Swap "large green leaf" for "broad green leaf" in the records, starting at the beginning and ending at the line containing "27), (58, 30)]]". Repeat only those lines, with everything else unchanged.

*SUPPLIED RECORDS:*
______________________________

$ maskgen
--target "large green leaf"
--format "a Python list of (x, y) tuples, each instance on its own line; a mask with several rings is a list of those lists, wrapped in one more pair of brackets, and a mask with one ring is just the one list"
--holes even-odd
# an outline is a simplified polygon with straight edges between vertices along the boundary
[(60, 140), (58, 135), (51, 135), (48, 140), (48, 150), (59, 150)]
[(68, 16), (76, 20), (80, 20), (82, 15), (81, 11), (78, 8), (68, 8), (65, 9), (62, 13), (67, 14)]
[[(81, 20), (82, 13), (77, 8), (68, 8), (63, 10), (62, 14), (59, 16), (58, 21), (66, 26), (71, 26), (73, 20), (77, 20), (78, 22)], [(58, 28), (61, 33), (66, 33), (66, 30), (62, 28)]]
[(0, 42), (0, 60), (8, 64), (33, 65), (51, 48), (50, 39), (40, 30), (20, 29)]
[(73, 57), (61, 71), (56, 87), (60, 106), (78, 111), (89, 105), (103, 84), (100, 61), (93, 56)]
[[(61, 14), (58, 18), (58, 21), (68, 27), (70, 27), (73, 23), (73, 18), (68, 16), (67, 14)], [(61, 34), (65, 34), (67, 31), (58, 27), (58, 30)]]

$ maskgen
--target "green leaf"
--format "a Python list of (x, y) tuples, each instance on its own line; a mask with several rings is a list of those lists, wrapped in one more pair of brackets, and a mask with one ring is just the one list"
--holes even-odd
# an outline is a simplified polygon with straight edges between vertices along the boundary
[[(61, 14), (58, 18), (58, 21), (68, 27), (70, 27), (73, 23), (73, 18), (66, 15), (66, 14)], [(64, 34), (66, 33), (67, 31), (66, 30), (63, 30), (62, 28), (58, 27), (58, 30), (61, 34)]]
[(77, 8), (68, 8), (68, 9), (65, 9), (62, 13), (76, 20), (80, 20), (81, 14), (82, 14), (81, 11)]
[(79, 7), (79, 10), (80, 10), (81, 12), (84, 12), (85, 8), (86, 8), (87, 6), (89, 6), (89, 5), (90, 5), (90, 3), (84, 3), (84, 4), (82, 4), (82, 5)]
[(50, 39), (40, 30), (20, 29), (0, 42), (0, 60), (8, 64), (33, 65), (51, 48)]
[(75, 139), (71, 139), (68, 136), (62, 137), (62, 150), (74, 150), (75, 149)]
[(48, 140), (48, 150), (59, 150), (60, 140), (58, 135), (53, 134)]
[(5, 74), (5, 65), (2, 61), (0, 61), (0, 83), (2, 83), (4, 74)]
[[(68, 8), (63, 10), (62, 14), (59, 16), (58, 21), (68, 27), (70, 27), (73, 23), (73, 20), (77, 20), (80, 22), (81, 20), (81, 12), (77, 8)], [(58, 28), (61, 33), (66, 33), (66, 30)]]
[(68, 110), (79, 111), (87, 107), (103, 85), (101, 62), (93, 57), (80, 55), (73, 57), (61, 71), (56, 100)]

______________________________

*SOLUTION:*
$ maskgen
--target "broad green leaf"
--format "a Python list of (x, y) tuples, each instance on its own line; a mask with several rings is a list of those lists, wrapped in one more pair of brackets, and a mask with one ring is just the one list"
--holes even-odd
# an outline is a simplified polygon with straight edges between vertices along the boundary
[(60, 140), (58, 135), (51, 135), (48, 140), (48, 150), (59, 150)]
[(68, 16), (76, 20), (80, 20), (82, 15), (81, 11), (78, 8), (68, 8), (65, 9), (62, 13), (67, 14)]
[[(81, 20), (82, 13), (77, 8), (68, 8), (63, 10), (62, 14), (59, 16), (58, 21), (66, 26), (71, 26), (73, 20), (77, 20), (78, 22)], [(58, 28), (61, 33), (66, 33), (66, 30), (62, 28)]]
[(0, 42), (0, 60), (8, 64), (33, 65), (51, 48), (50, 39), (40, 30), (20, 29)]
[(73, 57), (61, 71), (56, 87), (60, 106), (78, 111), (89, 105), (103, 84), (100, 61), (93, 56)]
[[(61, 14), (58, 18), (58, 21), (68, 27), (70, 27), (73, 23), (73, 18), (68, 16), (67, 14)], [(61, 34), (65, 34), (67, 31), (58, 27), (58, 30)]]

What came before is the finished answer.